**DATA EXTRACTS**:
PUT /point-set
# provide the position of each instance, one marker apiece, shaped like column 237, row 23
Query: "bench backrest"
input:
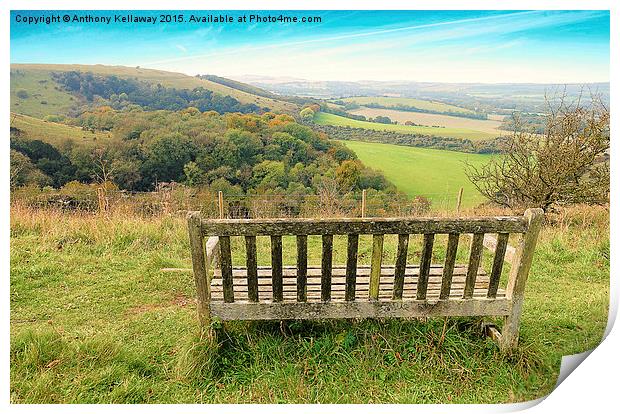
column 353, row 228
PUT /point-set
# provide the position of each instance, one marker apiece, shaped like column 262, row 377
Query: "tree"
column 566, row 164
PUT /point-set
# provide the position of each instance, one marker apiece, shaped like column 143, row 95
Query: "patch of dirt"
column 178, row 301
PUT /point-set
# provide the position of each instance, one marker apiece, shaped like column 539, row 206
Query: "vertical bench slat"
column 351, row 274
column 302, row 267
column 425, row 266
column 276, row 268
column 498, row 263
column 250, row 260
column 326, row 267
column 375, row 266
column 448, row 267
column 401, row 263
column 474, row 263
column 226, row 266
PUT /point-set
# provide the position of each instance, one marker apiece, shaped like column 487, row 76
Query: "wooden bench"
column 350, row 290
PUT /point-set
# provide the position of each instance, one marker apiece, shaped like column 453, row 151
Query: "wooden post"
column 101, row 200
column 520, row 268
column 458, row 200
column 220, row 203
column 363, row 203
column 200, row 265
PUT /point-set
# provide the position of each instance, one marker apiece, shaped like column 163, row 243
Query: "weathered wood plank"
column 375, row 267
column 243, row 227
column 448, row 267
column 326, row 267
column 226, row 268
column 276, row 267
column 302, row 266
column 200, row 265
column 368, row 309
column 425, row 265
column 351, row 272
column 519, row 271
column 490, row 242
column 401, row 264
column 498, row 263
column 475, row 255
column 250, row 249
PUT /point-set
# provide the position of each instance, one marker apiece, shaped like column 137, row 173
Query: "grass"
column 417, row 103
column 52, row 132
column 169, row 79
column 44, row 96
column 435, row 174
column 95, row 320
column 448, row 121
column 323, row 118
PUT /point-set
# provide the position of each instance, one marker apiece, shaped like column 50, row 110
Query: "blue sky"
column 442, row 46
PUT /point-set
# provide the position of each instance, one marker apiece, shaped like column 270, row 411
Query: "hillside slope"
column 36, row 80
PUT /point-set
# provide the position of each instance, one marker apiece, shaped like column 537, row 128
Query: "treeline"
column 410, row 108
column 120, row 93
column 413, row 140
column 234, row 153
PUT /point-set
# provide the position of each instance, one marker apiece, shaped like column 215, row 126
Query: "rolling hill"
column 416, row 171
column 323, row 118
column 44, row 97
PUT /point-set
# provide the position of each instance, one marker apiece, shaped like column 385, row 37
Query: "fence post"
column 101, row 199
column 363, row 203
column 458, row 200
column 220, row 202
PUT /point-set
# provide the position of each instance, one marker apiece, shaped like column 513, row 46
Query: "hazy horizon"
column 490, row 47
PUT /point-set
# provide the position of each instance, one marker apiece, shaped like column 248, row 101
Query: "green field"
column 52, row 132
column 417, row 103
column 94, row 319
column 43, row 94
column 435, row 174
column 30, row 75
column 323, row 118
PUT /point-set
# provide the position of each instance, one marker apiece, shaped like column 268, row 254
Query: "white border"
column 593, row 387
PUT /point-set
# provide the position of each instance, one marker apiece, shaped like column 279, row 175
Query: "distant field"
column 43, row 95
column 418, row 103
column 435, row 174
column 52, row 132
column 323, row 118
column 482, row 125
column 169, row 79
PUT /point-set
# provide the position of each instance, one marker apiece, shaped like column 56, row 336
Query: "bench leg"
column 201, row 270
column 510, row 331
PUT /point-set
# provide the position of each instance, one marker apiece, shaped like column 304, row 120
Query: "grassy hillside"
column 418, row 103
column 34, row 72
column 38, row 94
column 435, row 174
column 94, row 319
column 52, row 132
column 323, row 118
column 486, row 126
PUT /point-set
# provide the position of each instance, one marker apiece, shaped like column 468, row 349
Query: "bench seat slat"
column 367, row 309
column 257, row 227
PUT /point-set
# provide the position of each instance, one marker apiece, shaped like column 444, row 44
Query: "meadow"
column 420, row 118
column 434, row 174
column 323, row 118
column 31, row 74
column 54, row 133
column 43, row 96
column 95, row 319
column 417, row 103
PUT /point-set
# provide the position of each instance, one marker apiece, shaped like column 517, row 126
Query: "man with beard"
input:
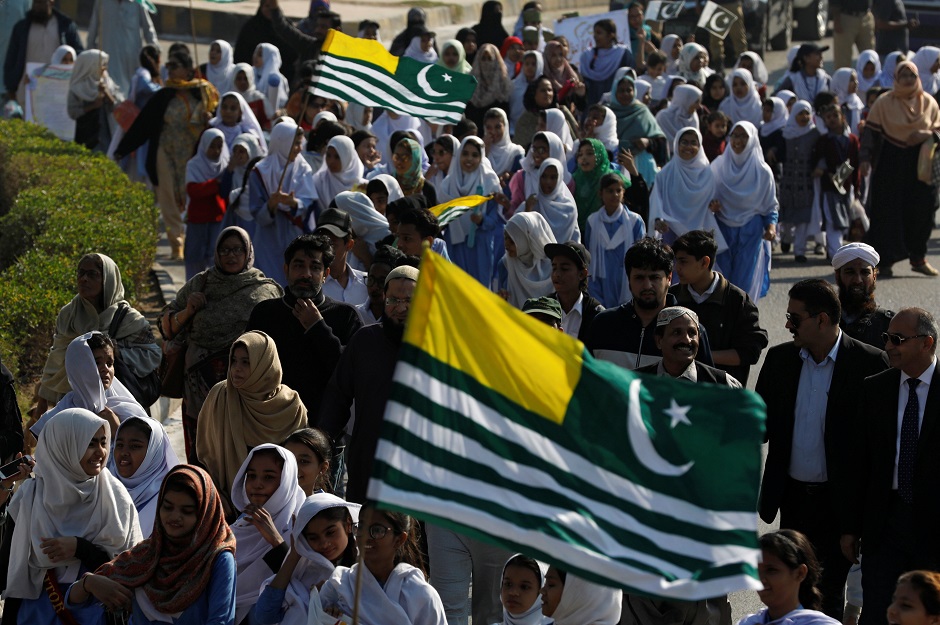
column 856, row 273
column 33, row 40
column 308, row 328
column 364, row 375
column 811, row 388
column 625, row 335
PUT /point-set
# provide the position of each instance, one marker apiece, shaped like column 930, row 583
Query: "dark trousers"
column 808, row 508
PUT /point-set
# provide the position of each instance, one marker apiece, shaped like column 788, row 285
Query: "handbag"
column 146, row 388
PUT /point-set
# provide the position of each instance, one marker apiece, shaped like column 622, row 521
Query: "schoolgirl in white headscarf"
column 142, row 484
column 252, row 546
column 745, row 187
column 744, row 108
column 73, row 495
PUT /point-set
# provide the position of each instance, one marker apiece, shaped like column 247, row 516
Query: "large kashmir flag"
column 504, row 429
column 363, row 71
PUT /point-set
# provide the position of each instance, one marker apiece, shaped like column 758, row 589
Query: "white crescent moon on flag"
column 642, row 444
column 424, row 84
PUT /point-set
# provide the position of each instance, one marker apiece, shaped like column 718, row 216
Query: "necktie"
column 908, row 451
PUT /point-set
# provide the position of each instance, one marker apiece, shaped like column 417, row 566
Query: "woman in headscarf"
column 745, row 104
column 172, row 121
column 89, row 363
column 682, row 111
column 141, row 458
column 100, row 295
column 747, row 217
column 72, row 518
column 341, row 170
column 91, row 100
column 897, row 126
column 211, row 311
column 267, row 494
column 683, row 197
column 494, row 87
column 185, row 571
column 470, row 237
column 205, row 205
column 282, row 192
column 525, row 271
column 636, row 127
column 249, row 408
column 490, row 29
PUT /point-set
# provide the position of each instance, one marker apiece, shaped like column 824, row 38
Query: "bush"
column 59, row 201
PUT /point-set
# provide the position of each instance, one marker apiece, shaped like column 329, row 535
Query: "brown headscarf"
column 234, row 420
column 173, row 576
column 903, row 110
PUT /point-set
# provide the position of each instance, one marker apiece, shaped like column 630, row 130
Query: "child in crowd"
column 608, row 235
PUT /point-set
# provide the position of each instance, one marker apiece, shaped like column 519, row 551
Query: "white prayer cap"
column 850, row 251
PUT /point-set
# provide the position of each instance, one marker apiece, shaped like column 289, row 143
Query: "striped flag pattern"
column 363, row 71
column 506, row 430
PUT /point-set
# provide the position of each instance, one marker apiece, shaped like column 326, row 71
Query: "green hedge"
column 59, row 201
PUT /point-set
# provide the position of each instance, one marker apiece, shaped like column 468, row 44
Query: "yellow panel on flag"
column 446, row 304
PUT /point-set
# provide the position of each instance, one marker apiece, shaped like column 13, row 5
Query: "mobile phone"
column 9, row 470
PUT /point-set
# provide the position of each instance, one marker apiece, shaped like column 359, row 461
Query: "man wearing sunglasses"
column 811, row 387
column 897, row 464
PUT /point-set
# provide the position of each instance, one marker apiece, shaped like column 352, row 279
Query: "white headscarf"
column 328, row 184
column 251, row 545
column 299, row 177
column 555, row 150
column 747, row 109
column 222, row 73
column 458, row 183
column 744, row 183
column 530, row 272
column 676, row 116
column 558, row 207
column 793, row 130
column 248, row 123
column 584, row 603
column 87, row 389
column 144, row 485
column 62, row 501
column 777, row 120
column 368, row 223
column 864, row 58
column 683, row 191
column 606, row 131
column 504, row 152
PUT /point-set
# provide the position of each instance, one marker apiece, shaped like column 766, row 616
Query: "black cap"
column 573, row 250
column 336, row 222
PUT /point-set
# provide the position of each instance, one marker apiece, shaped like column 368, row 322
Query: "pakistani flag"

**TASK GOAL**:
From the records above, repeat exactly the lines from the one with "329, row 535" through the one with "630, row 130", both included.

**TASK OUTPUT**:
# provide the position of each instance, one marker apiece, shaped like column 329, row 535
Query: "brown headscarf"
column 234, row 420
column 173, row 576
column 903, row 110
PUT /point-set
# provide the position of each instance, one marker apiece, shaped like column 630, row 130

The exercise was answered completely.